Assignment |
Provide the data again in its entirety, exactly as given.

[[ Source material open ]]

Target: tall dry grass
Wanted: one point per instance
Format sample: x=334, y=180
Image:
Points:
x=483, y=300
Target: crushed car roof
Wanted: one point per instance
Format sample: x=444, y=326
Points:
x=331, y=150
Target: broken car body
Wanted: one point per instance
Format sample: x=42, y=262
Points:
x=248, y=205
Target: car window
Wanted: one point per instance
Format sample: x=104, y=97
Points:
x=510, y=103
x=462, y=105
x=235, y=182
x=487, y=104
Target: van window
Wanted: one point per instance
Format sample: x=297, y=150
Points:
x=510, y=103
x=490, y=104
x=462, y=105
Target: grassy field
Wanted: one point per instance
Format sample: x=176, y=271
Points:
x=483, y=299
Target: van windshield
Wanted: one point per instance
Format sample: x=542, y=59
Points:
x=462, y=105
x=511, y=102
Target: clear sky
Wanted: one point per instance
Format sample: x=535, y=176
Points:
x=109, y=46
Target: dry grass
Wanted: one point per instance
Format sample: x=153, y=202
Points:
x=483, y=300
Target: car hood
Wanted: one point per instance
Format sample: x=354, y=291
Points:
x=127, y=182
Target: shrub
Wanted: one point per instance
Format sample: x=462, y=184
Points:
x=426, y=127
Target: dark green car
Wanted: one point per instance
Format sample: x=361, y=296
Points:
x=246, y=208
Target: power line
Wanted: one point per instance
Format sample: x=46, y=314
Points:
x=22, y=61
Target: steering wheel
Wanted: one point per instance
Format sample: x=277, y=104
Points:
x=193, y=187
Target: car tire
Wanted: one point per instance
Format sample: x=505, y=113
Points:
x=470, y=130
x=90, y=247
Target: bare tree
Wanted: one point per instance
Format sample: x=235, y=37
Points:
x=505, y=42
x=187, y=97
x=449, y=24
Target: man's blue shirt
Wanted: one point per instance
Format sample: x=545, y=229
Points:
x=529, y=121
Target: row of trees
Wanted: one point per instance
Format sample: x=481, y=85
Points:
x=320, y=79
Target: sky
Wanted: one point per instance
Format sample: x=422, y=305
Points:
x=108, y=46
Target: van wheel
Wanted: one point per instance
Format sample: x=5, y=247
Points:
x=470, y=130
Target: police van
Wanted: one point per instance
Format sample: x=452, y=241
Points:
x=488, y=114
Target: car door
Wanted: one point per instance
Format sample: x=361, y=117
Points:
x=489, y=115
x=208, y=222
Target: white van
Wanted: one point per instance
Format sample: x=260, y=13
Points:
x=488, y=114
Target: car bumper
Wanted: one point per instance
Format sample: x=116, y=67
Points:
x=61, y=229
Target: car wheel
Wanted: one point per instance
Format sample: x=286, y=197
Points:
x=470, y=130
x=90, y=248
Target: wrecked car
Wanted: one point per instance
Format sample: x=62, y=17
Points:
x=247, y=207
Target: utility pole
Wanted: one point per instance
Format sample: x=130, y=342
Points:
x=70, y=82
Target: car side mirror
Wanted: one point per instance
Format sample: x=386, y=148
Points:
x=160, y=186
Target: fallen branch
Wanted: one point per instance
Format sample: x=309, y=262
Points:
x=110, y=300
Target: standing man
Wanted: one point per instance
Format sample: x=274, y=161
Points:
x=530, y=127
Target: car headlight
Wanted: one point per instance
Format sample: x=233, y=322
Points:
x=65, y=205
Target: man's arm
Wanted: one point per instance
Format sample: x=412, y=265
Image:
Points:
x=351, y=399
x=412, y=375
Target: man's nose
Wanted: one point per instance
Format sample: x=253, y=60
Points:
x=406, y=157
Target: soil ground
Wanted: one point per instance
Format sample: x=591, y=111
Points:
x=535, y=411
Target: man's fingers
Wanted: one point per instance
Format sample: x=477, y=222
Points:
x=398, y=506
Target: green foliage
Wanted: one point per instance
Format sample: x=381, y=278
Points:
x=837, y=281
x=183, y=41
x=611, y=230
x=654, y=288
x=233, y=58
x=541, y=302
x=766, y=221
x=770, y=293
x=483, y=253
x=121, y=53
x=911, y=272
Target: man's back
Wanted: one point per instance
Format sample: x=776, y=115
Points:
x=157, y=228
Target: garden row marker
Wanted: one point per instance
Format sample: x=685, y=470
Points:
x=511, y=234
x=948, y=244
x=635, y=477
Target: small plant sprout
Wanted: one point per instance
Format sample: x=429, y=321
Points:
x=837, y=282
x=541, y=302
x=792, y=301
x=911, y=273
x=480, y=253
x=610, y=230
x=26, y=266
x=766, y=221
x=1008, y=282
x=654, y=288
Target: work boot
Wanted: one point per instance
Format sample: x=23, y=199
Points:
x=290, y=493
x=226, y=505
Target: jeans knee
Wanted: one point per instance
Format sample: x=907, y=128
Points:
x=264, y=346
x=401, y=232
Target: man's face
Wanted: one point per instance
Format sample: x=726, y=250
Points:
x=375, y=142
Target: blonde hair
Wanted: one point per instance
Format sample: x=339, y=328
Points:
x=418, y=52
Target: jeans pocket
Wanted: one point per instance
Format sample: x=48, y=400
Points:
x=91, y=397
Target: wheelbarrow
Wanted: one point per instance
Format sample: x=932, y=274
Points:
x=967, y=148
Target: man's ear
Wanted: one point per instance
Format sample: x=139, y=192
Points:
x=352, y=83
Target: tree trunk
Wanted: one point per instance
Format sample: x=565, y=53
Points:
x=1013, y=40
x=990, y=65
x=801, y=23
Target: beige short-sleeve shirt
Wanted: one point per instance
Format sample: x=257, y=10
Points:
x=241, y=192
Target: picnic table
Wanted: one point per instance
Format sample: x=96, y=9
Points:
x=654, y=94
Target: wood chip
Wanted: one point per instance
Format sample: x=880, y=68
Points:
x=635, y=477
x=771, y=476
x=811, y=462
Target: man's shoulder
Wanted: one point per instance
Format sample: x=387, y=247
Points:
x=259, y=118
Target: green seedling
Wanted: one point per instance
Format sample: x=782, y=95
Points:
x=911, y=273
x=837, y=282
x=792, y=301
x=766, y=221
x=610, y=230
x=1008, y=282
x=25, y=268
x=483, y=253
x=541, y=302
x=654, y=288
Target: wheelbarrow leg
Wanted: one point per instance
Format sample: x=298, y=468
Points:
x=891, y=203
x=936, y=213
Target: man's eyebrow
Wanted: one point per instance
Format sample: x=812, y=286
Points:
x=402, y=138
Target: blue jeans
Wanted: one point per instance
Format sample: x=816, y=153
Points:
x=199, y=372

[[ Source material closed ]]

Output for this task |
Target: tall dry grass
Wanted: one point per instance
Format sample: x=334, y=180
Image:
Points:
x=483, y=300
Target: crushed car roof
Wanted: one point per instance
Format sample: x=444, y=326
Points:
x=331, y=150
Target: broken car body
Wanted: one point per instance
Format sample: x=42, y=262
Points:
x=248, y=205
Target: car window
Wanted: one point per instance
Format sample: x=104, y=97
Points:
x=510, y=103
x=462, y=105
x=235, y=182
x=487, y=104
Target: van window
Wanted: one point per instance
Format sample: x=297, y=150
Points:
x=510, y=103
x=490, y=104
x=462, y=105
Target: grassy field
Wanted: one point per instance
Format sample: x=176, y=271
Points:
x=483, y=299
Target: van windshield
Wanted: one point per instance
Format sample: x=542, y=59
Points:
x=462, y=105
x=511, y=102
Target: clear sky
Wanted: one point per instance
Format sample: x=535, y=176
Points:
x=109, y=46
Target: dry grass
Wanted: one point per instance
Format sample: x=153, y=202
Points:
x=483, y=300
Target: car hood
Wanted: one point per instance
Format sample: x=354, y=291
Points:
x=127, y=182
Target: shrub
Wanted: one point per instance
Format sample: x=462, y=184
Points:
x=426, y=127
Target: dark green car
Wanted: one point per instance
Format sample: x=361, y=296
Points:
x=246, y=208
Target: power line
Wanted: one point per instance
Format sample: x=46, y=314
Points:
x=22, y=61
Target: steering wheel
Wanted: one point per instance
Format sample: x=277, y=104
Points:
x=193, y=187
Target: car tire
Wanted: one point per instance
Format sample: x=505, y=113
Points:
x=470, y=130
x=90, y=247
Target: bare tree
Wanted: one point per instance
Format sample: x=235, y=37
Points:
x=505, y=42
x=187, y=97
x=449, y=24
Target: man's blue shirt
Wanted: one point per instance
Format sample: x=545, y=229
Points:
x=529, y=121
Target: row of trees
Wanted: one point per instance
Format sample: x=481, y=85
Points:
x=320, y=79
Target: sky
Wanted: one point per instance
Format sample: x=422, y=305
Points:
x=108, y=46
Target: van wheel
Wanted: one point per instance
Format sample: x=5, y=247
Points:
x=470, y=130
Target: police van
Wanted: one point per instance
Format sample: x=452, y=241
Points:
x=488, y=114
Target: car door
Wanted: one point per instance
Format sample: x=361, y=117
Points:
x=489, y=115
x=208, y=222
Target: white van
Wanted: one point per instance
Format sample: x=260, y=13
Points:
x=488, y=114
Target: car bumper
Wanted: one point per instance
Format sample: x=116, y=67
Points:
x=61, y=229
Target: car wheel
Wanted: one point per instance
Format sample: x=286, y=197
Points:
x=470, y=130
x=90, y=248
Target: wrecked car
Wanted: one point per instance
Format sample: x=62, y=17
Points:
x=247, y=207
Target: utility pole
Wanted: one point per instance
Format sample: x=130, y=342
Points:
x=70, y=82
Target: car side mirror
Wanted: one point per instance
Format sample: x=386, y=148
Points:
x=160, y=186
Target: fallen branch
Wanted: one point per instance
Format sample: x=309, y=262
Points:
x=110, y=300
Target: standing man
Wanted: one point per instance
Format sample: x=274, y=161
Points:
x=530, y=127
Target: car headlight
Wanted: one point per instance
Format sample: x=233, y=322
Points:
x=65, y=205
Target: man's arm
Wanted: one point per instance
Format sample: x=412, y=265
Image:
Points:
x=351, y=399
x=412, y=375
Target: man's nose
Wanted: one point per instance
Format sample: x=253, y=60
Points:
x=406, y=157
Target: soil ground
Wanted: one point per instance
Format sample: x=591, y=111
Points:
x=535, y=411
Target: man's fingers
Wanted: one point per instance
Format sample: x=477, y=222
Points:
x=398, y=506
Target: green foliage
Wanted: one point per instance
Format sample: x=381, y=278
Points:
x=837, y=281
x=183, y=41
x=611, y=230
x=654, y=288
x=233, y=58
x=541, y=302
x=766, y=221
x=770, y=293
x=483, y=253
x=121, y=53
x=911, y=272
Target: man's back
Wanted: one point per instance
Format sample: x=776, y=115
Points:
x=157, y=228
Target: garden row marker
Wanted: one point per instance
Format sample: x=685, y=470
Points:
x=511, y=234
x=948, y=244
x=635, y=477
Target: small plant sprout
Wanted: one point per instance
Format sample: x=429, y=321
Points:
x=837, y=282
x=541, y=302
x=792, y=301
x=911, y=273
x=480, y=253
x=610, y=230
x=26, y=266
x=766, y=221
x=1008, y=282
x=654, y=288
Target: work boot
Wanted: one point per instance
Format sample: x=23, y=199
Points:
x=290, y=493
x=226, y=505
Target: jeans knee
Wanted: one point per instance
Format sample: x=907, y=128
Points:
x=264, y=346
x=401, y=232
Target: man's face
Wanted: one point per instance
Format sample: x=726, y=250
Points:
x=375, y=142
Target: blonde hair
Wanted: one point per instance
Format sample: x=339, y=328
Points:
x=418, y=52
Target: jeans pocket
Wanted: one point per instance
Format sample: x=48, y=400
Points:
x=91, y=397
Target: wheelbarrow
Wanted: one point per instance
Format sample: x=932, y=274
Points:
x=967, y=148
Target: man's ear
Wanted: one point per instance
Format sample: x=139, y=192
Points:
x=352, y=83
Target: tree trunk
Wanted: one point per instance
Format sample: x=565, y=53
Points:
x=1013, y=40
x=990, y=65
x=801, y=23
Target: beige short-sleeve shirt
Wanted: one point per instance
Format sample: x=257, y=10
Points:
x=241, y=192
Target: picnic table
Wanted: one point per instance
Format sample: x=96, y=9
Points:
x=654, y=94
Target: wood chip
Wanted: one point per instance
Format sample: x=880, y=68
Points:
x=635, y=477
x=771, y=476
x=811, y=462
Target: man's shoulder
Wanted: one point per instance
Format sample: x=387, y=247
Points:
x=259, y=118
Target: green seedling
Wanted: one point per instance
Format sample: x=782, y=95
Points:
x=911, y=273
x=837, y=282
x=792, y=301
x=766, y=221
x=610, y=230
x=1008, y=282
x=25, y=268
x=483, y=253
x=541, y=302
x=654, y=288
Target: wheelbarrow leg
Wanted: one point per instance
Format sample: x=298, y=468
Points:
x=891, y=203
x=936, y=213
Target: man's eyebrow
Wanted: one point per instance
Format sample: x=812, y=286
Points:
x=402, y=138
Target: blue jeans
Wanted: one point per instance
Format sample: x=816, y=153
Points:
x=199, y=372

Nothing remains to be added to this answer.